## Текст страницы
------------

Понятно, что денег на покупку не даст ни один из друзей - иначе просто не было бы ни пьесы, ни спектакля. Вопрос только в мотивации. Для драматурга, по крайней мере. Для режиссера же это стало возможностью проявить фантазию и изобретательность в решении каждой встречи. И возможность эта, видимо, увлекла настолько, что превратилась практически в самоцель. Удобная и функциональная сценография Алексея Вотякова позволяла с легкостью трансформировать стройплощадку в медкабинет, тренажерный зал в больничную палату, театральный зал в жаркую парилку.
Антураж менялся; актеры с упоением шаржировали своих персонажей, причем делали это настолько топорно, что порой становилось неловко: за наигрыш, уместный в Камеди-клабе, но не на театральной сцене, за нежелание прислушиваться к партнеру, за какую-то общую «расхлябанность» в игре. И тем ярче выделялся на этом фоне Сергей Беляев, в своей пятиминутной сцене, успевший не только вылепить живой образ, но и запечатлеть его в сценическом пространстве настолько, что и по окончании спектакля продолжало ощущаться его «послевкусие». Безусловно особняком стоял и актерский дуэт Аллы Покровской и Владимира Краснова - их выходы на сцену в одно мгновение заставляли вспомнить о том, что спектакль идет на сцене Художественного театра - столько такта и психологической филигранности было в исполнении ими двоих стариков…
Но возвращаясь к постановке. Режиссер, увлекшись изобретательством, упустил из виду основной смысл. Тексты Гришковца - они, прежде всего, тексты и только потом сценический материал. Мысль в них куда более вещественна, куда более действенна. Именно поэтому в «моноварианте» они звучат с большей чистотой и ясностью. Здесь же мысль теряется за театральной мишурой. С одной стороны, по тому, как простроен режиссером образ главного героя, видно, что было стремление поднять историю чуть ли не на трагический уровень. Вызвать в зрительской памяти не только несчастного Акикия Акакиевича, но и булгаковскую дьяволиаду, дантовы круги Ада. Возможно, именно этим объясняется композиционная инверсия, допущенная режиссером: иронический финал Гришковца Пускепалис переносит в самое начало спектакля, а завершает свою постановку монологом уже в конец измученного Игоря - его бесконечно повторяемой надеждой: «у меня есть еще целый день»…
Игорь Золотовицкий в этом финале убедителен. Убедителен в этом отчаянном, безысходном самообмане - ведь, понятно, что никакого дома герой не купит. Такой герой. Пасующий перед малейшими препятствиями. Вот он решил, что проблему решат друзья, и когда друзья решать проблему отказываются, - он теряется, буксует в неспособности посмотреть на задачу под другим углом. Причем ему даже решения предлагают - но нет. Игорь их просто отказывается видеть. Ему удобнее быть непонятным мучеником. Кстати, вот, наверное, то главное, что в спектакле все-таки прозвучало, - тема не неспособности даже, а нежелания действовать, когда появляется хоть малейшая возможность упустить шанс и стать объектом жалости. В конечном итоге, именно к этому последовательно привел своего героя Игорь Золотовицкий - к упоению жалостью к себе.

------------

## Записи из набора данных
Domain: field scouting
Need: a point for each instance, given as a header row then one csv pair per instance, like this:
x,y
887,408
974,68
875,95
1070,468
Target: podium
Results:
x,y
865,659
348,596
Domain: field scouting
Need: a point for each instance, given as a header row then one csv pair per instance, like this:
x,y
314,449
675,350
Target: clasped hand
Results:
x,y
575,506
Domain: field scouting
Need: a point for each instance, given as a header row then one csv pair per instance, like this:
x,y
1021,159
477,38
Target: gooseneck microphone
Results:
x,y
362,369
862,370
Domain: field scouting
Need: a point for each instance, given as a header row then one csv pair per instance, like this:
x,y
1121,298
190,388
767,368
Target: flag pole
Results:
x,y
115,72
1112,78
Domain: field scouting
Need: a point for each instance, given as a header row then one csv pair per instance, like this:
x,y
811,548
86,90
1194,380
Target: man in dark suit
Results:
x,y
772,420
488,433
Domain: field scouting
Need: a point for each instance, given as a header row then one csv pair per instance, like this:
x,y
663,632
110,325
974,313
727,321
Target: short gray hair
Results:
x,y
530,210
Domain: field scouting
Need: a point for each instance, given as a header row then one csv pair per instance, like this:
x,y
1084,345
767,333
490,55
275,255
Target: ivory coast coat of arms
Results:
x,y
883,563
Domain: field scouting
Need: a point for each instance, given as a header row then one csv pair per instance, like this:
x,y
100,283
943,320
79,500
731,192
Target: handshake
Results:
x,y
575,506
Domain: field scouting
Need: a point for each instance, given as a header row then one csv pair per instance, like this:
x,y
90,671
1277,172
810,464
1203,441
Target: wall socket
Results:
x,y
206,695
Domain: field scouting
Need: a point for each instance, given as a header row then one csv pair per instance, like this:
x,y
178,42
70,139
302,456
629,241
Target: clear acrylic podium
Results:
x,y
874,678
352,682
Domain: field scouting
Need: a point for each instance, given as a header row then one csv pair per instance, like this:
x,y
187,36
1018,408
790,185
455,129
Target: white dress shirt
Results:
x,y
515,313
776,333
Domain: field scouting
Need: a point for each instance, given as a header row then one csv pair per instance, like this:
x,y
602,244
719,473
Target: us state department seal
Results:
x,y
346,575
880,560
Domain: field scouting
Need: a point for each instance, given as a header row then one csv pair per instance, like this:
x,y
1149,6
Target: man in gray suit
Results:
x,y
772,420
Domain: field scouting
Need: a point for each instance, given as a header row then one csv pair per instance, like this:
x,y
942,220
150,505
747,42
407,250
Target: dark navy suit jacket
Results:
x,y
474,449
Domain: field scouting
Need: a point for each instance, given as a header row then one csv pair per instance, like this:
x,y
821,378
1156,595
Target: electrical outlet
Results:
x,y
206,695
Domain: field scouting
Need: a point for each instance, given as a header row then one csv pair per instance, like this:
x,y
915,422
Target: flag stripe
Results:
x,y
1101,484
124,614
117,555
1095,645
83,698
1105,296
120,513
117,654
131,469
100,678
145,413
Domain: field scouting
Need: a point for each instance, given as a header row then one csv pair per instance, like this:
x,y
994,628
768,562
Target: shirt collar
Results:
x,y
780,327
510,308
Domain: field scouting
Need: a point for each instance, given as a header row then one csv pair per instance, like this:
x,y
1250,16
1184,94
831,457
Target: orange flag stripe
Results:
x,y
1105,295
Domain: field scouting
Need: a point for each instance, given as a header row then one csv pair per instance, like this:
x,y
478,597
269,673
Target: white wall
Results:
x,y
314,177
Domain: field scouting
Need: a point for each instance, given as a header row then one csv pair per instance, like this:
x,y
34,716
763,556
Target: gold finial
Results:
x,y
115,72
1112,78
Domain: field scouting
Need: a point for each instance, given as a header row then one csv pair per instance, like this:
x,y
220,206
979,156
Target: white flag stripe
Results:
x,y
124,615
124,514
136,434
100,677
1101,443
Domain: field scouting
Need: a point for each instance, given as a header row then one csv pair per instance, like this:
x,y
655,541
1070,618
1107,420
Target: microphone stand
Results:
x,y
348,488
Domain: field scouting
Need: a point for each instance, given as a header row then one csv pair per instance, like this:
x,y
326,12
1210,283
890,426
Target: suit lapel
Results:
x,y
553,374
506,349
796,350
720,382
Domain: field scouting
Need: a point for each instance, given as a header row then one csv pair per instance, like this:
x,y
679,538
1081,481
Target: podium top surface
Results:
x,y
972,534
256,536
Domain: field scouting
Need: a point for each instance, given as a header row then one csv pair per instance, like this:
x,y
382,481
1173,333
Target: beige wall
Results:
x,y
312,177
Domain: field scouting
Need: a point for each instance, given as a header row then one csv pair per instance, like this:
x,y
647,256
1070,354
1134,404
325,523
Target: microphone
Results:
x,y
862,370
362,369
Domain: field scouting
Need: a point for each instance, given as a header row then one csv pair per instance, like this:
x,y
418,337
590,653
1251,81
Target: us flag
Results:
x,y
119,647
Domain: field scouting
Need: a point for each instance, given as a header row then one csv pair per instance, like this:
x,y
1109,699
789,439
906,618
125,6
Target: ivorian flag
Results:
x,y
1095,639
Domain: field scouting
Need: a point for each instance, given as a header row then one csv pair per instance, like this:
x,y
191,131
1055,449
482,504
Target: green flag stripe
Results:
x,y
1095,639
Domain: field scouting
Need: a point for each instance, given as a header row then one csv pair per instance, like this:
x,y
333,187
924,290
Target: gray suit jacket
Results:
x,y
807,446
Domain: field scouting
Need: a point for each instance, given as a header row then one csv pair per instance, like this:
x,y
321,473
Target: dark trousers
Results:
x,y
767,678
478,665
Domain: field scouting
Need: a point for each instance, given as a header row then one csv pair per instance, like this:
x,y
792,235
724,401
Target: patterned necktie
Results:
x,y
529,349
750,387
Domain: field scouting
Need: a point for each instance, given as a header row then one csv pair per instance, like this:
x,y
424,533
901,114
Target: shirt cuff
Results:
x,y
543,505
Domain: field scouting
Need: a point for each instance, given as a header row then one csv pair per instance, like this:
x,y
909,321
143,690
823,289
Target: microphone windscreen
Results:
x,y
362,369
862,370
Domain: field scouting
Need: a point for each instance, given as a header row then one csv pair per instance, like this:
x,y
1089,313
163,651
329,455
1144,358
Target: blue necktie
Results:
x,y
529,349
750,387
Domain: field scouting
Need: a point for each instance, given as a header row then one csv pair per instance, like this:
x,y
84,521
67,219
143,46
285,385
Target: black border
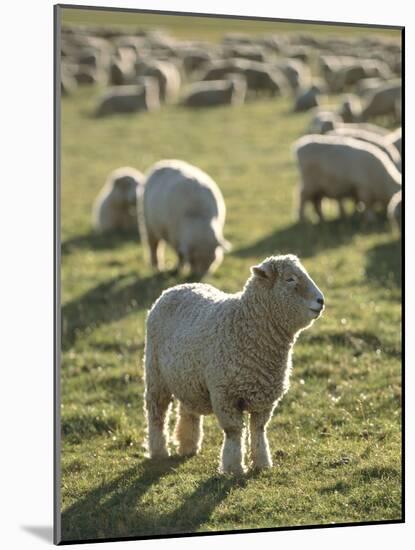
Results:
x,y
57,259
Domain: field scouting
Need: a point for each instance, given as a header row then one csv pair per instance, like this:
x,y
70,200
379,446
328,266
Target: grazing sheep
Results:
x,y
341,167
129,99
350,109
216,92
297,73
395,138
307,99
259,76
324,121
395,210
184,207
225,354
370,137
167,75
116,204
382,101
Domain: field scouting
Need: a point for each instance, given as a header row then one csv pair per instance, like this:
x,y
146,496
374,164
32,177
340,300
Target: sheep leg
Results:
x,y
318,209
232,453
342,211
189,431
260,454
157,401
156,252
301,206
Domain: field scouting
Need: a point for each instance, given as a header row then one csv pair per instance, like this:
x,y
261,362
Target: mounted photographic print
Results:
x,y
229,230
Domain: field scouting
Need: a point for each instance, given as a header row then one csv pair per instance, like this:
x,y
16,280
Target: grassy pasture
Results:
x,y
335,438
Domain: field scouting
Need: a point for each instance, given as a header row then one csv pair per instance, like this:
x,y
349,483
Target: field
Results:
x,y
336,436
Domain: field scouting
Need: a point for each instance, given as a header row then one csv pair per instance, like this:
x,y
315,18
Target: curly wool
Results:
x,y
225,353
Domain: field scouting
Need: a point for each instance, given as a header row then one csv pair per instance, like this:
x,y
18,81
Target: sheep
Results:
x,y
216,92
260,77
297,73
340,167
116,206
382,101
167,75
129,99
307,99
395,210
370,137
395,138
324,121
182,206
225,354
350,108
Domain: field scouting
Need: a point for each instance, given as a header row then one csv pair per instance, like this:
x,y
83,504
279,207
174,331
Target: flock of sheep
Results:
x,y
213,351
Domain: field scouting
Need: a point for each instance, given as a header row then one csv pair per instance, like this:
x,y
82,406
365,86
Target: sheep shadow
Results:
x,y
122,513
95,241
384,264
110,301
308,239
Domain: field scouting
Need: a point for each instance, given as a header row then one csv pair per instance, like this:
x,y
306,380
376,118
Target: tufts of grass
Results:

------------

## Что нужно сделать
**a)** Выпишите из записей все строки, где встречается слово «microphone».
**b)** Продолжите рецензию на спектакль по тексту Гришковца, начав сразу после её последнего предложения.

## Ответы по заданиям
**a)**
Target: gooseneck microphone
Target: microphone stand
Target: microphone
Target: microphone windscreen

**b)**
Но тема эта, которая могла бы стать центральной, оказалась размыта. И совсем не по вине актера. Режиссер не дал зрителю возможность определиться в своем отношении к ситуации. В чем причина? Вероятно, в том, что сам режиссер до конца не смог определиться с жанром спектакля. «История мужчины средних лет» - значится в программке. Но что это за история? Фарс? На что указывают карикатурные сцены с друзьями. Семейная комедия? В сценах с женой и дочерью. Психологическая драма? В пробирающем до сердца эпизоде с родителями жены. Трагедия маленького человека? Если вспомнить о параллели с гоголевской «Шинелью». Что? Всё вместе и ничего. Непродуманная эклектика, которая забавляет в театральном капустнике, но не на профессиональной сцене.
Так что снова все упирается в терминологию. Если это просто спектакль, то над ним еще надо работать. Если же это просто юбилей на малой сцене, милые домашние радости, то судить их просто невежливо. Не будешь ведь судить неловкие, но такие искренние попытки изобразить мелками на асфальте свою мечту?..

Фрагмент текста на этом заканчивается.